**待做任务**
找出下方条目中所有包含字符串“foliage”的行，并将这些行逐一抄录出来。匹配时区分大小写。

++++ 所给条目

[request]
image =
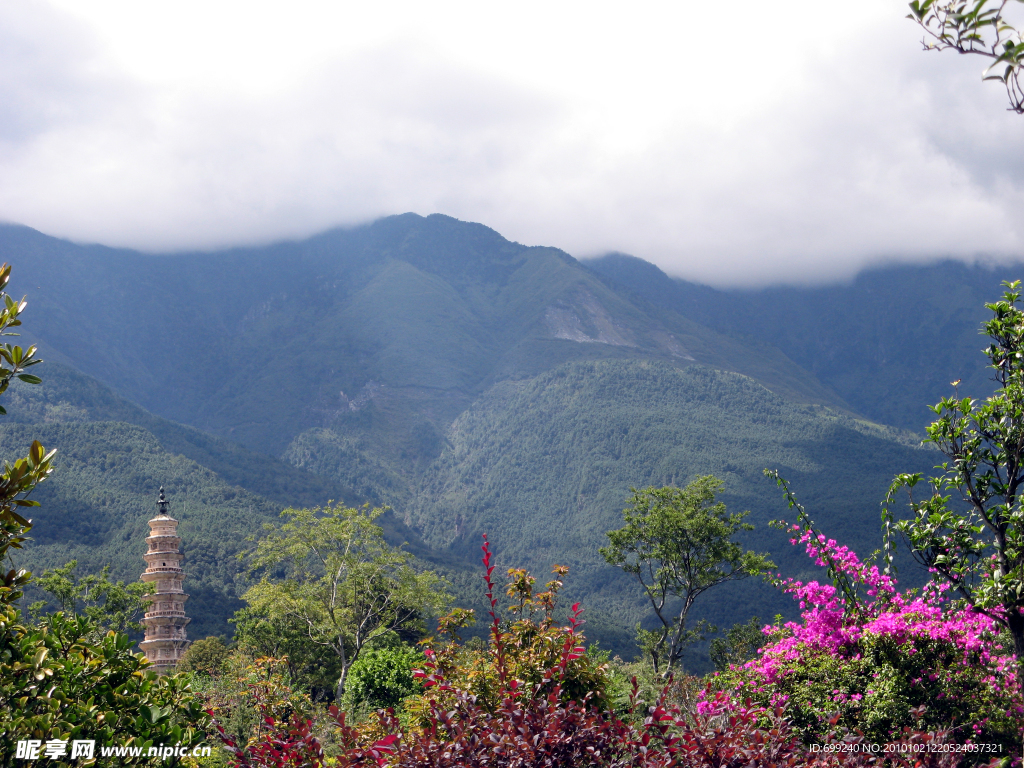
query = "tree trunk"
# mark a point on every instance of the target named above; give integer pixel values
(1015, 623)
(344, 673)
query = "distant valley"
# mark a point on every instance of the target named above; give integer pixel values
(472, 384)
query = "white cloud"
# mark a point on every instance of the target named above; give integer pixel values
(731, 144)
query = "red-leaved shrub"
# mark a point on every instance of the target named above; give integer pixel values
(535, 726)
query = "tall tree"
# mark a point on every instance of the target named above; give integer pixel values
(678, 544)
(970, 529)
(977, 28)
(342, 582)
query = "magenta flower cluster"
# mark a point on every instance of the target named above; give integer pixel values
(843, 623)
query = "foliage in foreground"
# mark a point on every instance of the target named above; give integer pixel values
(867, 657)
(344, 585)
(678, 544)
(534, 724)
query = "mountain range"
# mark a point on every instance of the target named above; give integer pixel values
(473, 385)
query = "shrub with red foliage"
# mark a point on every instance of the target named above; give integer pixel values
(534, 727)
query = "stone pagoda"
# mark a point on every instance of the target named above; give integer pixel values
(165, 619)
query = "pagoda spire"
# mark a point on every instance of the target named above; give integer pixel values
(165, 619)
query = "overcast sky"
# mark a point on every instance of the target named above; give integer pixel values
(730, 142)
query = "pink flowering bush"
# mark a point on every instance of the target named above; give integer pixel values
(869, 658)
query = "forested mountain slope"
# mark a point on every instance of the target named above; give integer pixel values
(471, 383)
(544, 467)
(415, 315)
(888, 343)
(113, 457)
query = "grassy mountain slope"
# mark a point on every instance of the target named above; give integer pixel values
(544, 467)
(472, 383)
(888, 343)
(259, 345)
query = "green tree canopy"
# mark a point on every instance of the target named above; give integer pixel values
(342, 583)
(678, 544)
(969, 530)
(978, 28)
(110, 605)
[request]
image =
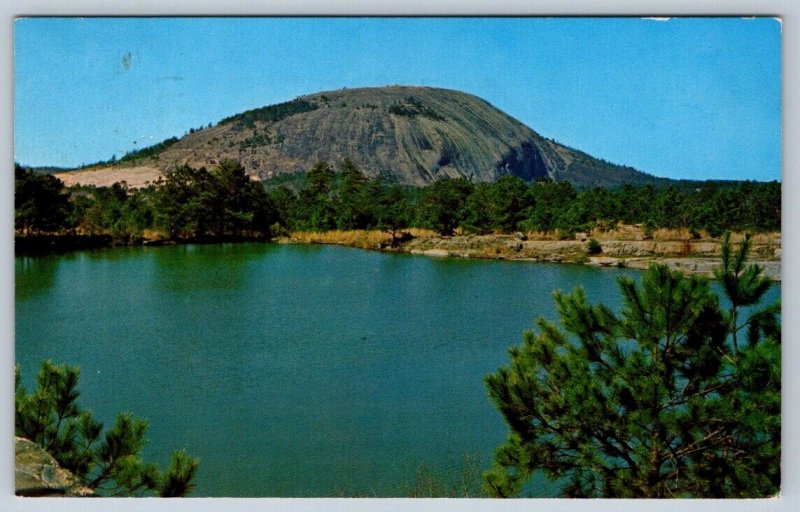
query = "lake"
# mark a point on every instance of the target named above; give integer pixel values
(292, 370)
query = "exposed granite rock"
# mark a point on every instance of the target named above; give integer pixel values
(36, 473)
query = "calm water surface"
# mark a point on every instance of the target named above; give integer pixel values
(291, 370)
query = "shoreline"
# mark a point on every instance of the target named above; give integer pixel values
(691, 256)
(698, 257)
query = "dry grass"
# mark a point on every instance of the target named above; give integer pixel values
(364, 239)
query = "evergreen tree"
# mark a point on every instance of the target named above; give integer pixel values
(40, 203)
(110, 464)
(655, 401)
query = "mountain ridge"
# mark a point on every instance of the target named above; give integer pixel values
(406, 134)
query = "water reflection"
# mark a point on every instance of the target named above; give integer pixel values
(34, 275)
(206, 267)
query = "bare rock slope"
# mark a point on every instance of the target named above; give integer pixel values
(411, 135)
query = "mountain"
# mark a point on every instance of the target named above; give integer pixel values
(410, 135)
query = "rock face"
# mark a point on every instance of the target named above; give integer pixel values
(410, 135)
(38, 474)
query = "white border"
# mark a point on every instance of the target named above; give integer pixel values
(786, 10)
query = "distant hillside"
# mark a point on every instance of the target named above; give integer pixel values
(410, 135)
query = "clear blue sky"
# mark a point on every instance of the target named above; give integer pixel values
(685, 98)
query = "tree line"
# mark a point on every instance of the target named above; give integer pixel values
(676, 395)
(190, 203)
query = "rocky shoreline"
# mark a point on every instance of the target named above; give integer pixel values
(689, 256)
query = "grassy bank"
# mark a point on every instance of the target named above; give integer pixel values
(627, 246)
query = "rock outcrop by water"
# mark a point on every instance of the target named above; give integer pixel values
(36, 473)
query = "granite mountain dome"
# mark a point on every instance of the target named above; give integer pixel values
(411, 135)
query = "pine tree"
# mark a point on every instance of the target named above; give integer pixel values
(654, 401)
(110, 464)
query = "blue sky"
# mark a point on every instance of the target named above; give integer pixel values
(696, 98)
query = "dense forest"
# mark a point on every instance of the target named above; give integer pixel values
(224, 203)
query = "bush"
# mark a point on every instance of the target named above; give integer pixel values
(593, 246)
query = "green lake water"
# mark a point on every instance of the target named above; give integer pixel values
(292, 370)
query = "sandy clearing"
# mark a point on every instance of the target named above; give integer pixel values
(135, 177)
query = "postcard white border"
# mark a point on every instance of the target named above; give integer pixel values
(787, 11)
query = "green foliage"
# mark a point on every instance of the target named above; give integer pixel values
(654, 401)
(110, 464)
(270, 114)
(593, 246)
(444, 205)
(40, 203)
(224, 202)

++++++++
++++ 所给条目

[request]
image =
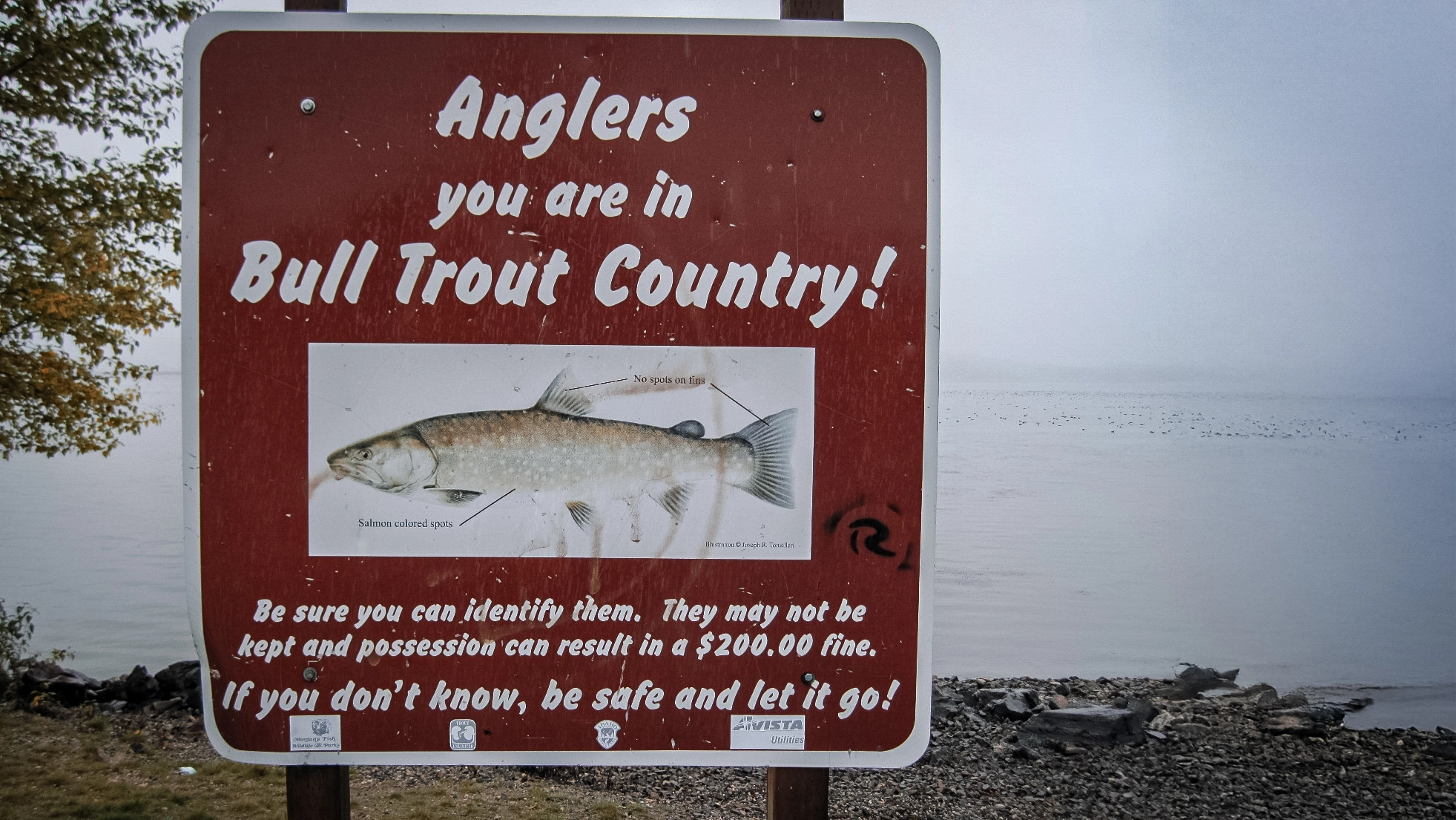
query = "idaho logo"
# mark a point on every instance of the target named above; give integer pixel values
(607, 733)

++++++++

**参考解答**
query = "foliage in foreground"
query = "shrub with red foliage"
query = "green foliage"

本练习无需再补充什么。